From global workplace to social factory

Walton Pantland
Labor and Trade Unions
5 min readAug 27, 2015

How do we organise when the whole of society becomes a factory?

Globalisation has made organising the global workplace more important than ever, and it’s been a major focus for unions. More and more of us are working for the same corporations across the world, so having an organising strategy restricted to national boundaries makes no sense.

And unions are doing some good global organising — Fast Food Global, for instance, connects the US fight for a $15 per hour minimum wage to fast food workers’ struggles everywhere, and for two years running has brought out workers in more than 30 countries to demand better conditions.

Unions are getting smarter at international campaigns, and the global union federations in particular are able to use new technology to develop powerful, coordinated campaigns.

But global workplaces are not the only place we should be organising: our whole society has become a factory for producing value in the neoliberal economy. Paul Mason, in his book Postcapitalism, calls this the Social Factory.

Here’s how it works:

Value is no longer just created by workers in factories. It’s created socially, by advertising, branding, and our behaviour as consumers.

Consumers and brands

In our post-modern, neoliberal world, more and more people have lost connection to traditional signifiers of meaning: faith, political parties, trade unions, a local football team, a sense of community. We build our identities by engaging with brands.

**Short task A**.
Rewrite the article on union organising between "Here’s how it" and "behaviour as consumers.", inclusive, putting "workplaces" in place of "factories".
**Short task B**.
Answer these questions from the article on union organising:
(i) In how many countries has Fast Food Global brought out workers for two years running?
(ii) What is the title of the book in which Paul Mason uses the term Social Factory?
(iii) According to the article, what do we engage with to build our identities?
**Short task C**.
Carry on the article on union organising from the point where it ends.

Records:
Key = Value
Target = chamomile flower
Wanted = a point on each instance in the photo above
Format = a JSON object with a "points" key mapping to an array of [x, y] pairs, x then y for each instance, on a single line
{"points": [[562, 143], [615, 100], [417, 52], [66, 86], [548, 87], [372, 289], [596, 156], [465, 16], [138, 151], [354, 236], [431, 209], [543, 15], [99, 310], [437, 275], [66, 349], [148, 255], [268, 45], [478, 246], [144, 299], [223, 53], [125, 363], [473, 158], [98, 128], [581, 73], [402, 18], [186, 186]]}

**Written answer A**.
Here’s how it works:

Value is no longer just created by workers in workplaces. It’s created socially, by advertising, branding, and our behaviour as consumers.

**Written answer B**.
(i) More than 30 countries.
(ii) Postcapitalism.
(iii) Brands.

**Written answer C**.
And as capitalism grows by manufacturing more “needs”, we are turning into a service-orientated, consumer driven society. Some of our most important relationships are with brands and corporations.

This symbol is far more valuable than a pair of shoes.

The value of Nike shoes is created not just by workers in Asian sweatshops. Nike shoes are made by contractors, but without the Nike swoosh — the brand — they are not particularly valuable. If workers in the sweatshop try to organise, it is easy to switch production to a country with more repression and a more compliant workplace.

Most of the value is added by the brand. And the value of the brand is created socially — by advertising, but also by us. If you wear a Fred Perry shirt, or walk around with a Starbucks cup, you’re doing free advertising for them — adding value to the brand. This is particularly the case if you are famous, cool, or doing something impressive.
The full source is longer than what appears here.